WHAT IS NEEDED:
Continue the passage about sudden boiler pressure vessel failures, picking up right after its last sentence.

PASSAGE:
= Beginning of Section =

A number of conditions can result in sudden, unexpected failure of a boiler pressure vessel, often requiring a complete demolition and replacement of the boiler. These conditions are avoidable when preventative procedures and systems are put in place and followed rigorously, according to an article from Building Operating Management on the FacilitiesNet website. However, these are not always done.
The boiler calamities discussed here all involve a breach of the boiler’s pressure vessel / heat exchanger (those terms are often used interchangeably), either through corrosive action eating its way through the vessel material, or by mechanical failure due to thermal stresses resulting in cracks or separation of components. Often there are no obvious symptoms displayed during normal operation. A failure can be years in the making, or it can come on rapidly due to a sudden change in conditions. Regular maintenance inspections are key to preventing unpleasant surprises. Heat exchanger failures normally require the entire appliance to be replaced, although for smaller and newer boilers, repair or replacement of just the pressure vessel may be a reasonable option.

= End of Section =

EXTRACTED ENTRIES:
= Beginning of Section =

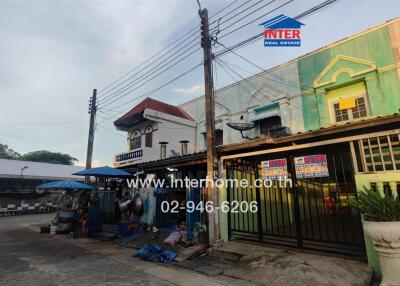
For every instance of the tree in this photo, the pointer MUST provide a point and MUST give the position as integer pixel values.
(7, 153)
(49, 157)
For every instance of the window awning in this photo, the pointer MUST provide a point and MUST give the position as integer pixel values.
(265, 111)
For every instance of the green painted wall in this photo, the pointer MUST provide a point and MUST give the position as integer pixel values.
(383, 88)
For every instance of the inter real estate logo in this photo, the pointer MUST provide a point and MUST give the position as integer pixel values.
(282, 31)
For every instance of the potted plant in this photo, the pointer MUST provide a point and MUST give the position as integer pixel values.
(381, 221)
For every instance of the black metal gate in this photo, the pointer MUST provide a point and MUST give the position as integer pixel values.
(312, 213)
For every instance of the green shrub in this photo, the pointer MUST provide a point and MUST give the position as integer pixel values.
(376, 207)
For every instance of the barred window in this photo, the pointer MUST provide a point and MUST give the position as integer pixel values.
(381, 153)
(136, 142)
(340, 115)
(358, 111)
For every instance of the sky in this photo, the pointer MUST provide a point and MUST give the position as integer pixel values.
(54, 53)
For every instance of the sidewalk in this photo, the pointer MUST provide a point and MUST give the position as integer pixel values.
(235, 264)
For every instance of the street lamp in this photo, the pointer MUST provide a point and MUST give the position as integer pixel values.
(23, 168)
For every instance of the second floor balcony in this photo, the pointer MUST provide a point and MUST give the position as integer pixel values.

= End of Section =
= Beginning of Section =

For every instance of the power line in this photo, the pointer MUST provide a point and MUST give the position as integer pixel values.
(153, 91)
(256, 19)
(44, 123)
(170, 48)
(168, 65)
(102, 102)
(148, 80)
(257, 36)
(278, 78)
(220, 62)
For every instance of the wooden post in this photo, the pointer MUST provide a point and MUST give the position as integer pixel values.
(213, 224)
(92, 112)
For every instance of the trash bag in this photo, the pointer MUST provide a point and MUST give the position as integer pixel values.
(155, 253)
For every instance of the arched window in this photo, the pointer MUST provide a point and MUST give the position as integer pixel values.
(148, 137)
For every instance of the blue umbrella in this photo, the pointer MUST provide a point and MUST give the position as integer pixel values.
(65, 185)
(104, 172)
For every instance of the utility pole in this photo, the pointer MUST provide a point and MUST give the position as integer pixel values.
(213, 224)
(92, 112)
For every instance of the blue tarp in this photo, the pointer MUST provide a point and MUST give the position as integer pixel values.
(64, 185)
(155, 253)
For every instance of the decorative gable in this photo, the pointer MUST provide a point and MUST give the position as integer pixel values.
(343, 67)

= End of Section =

RESPONSE FOR THIS EXERCISE:
Here are four scenarios that will inevitably lead to a wrecked boiler:
1. Severe water-side corrosion: Poor quality of the initial water fill can cause some corrosion, but improper monitoring and adjustment of chemical treatment can result in the type of acute pH imbalance that can rapidly damage a boiler.
2. Severe water-side blockage/calcification: Ongoing introduction of fresh make-up water due to water or steam leakage, can quickly layer the water side heat-exchanger components with hard-scale, creating an insulating layer that results in stress fracture from overheating of the metal.
3. Severe fire-side corrosion: Acidic condensate from any fuel can form on heat-exchanger surfaces when the surface temperature is below the dew point for a particular fuel.
4. Thermal shock / stress: Boiler pressure-vessel design, materials, and size, dictate how sensitive a boiler is to thermal shock and stress.